Passage provided:
-- Begin --

Joint electronic resource purchases between the library, researchers and/or departments are encouraged.

19. Data

Seneca Libraries will license access to data that has broad curricular and research interest. Single user datasets (those that allow only a single user or project team to use the dataset based on restrictive license terms or technical requirements) are not purchased or licensed.

20. Open Educational Resources (OERs)

Seneca Libraries provides OER support in a number of ways:

  • Identifying relevant OER collections / search tools created by reputed authors, publishers or producers
  • Finding OERs, including open textbooks, covering specific subjects and topics
  • Informing faculty about the Teaching & Learning Centre’s Open Educational Resources Guide
  • Encouraging initiatives that increase the awareness and use of open access books and journals

Seneca Libraries does not acquire, hold or collect print copies of OERs.

-- End --

Written task 1:
Copy out the library policy excerpt on data and open educational resources in full, with no changes.

Data in this exercise:
-- Begin --

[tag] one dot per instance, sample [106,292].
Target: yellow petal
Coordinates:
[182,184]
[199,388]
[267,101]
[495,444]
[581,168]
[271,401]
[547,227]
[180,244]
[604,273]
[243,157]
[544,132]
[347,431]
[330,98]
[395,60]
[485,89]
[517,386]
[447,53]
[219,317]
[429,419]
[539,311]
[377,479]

-- End --

Written task 2:
Rewrite every line of the records above, including the lines that come before the answers, and adjust each coordinate in the answers by adding -121 to it, leaving all other numbers as they are.

Complete response 1:
Joint electronic resource purchases between the library, researchers and/or departments are encouraged.

19. Data

Seneca Libraries will license access to data that has broad curricular and research interest. Single user datasets (those that allow only a single user or project team to use the dataset based on restrictive license terms or technical requirements) are not purchased or licensed.

20. Open Educational Resources (OERs)

Seneca Libraries provides OER support in a number of ways:

  • Identifying relevant OER collections / search tools created by reputed authors, publishers or producers
  • Finding OERs, including open textbooks, covering specific subjects and topics
  • Informing faculty about the Teaching & Learning Centre’s Open Educational Resources Guide
  • Encouraging initiatives that increase the awareness and use of open access books and journals

Seneca Libraries does not acquire, hold or collect print copies of OERs.

Complete response 2:
[tag] one dot per instance, sample [106,292].
Target: yellow petal
Coordinates:
[61,63]
[78,267]
[146,-20]
[374,323]
[460,47]
[150,280]
[426,106]
[59,123]
[483,152]
[122,36]
[423,11]
[226,310]
[209,-23]
[274,-61]
[364,-32]
[396,265]
[326,-68]
[98,196]
[308,298]
[418,190]
[256,358]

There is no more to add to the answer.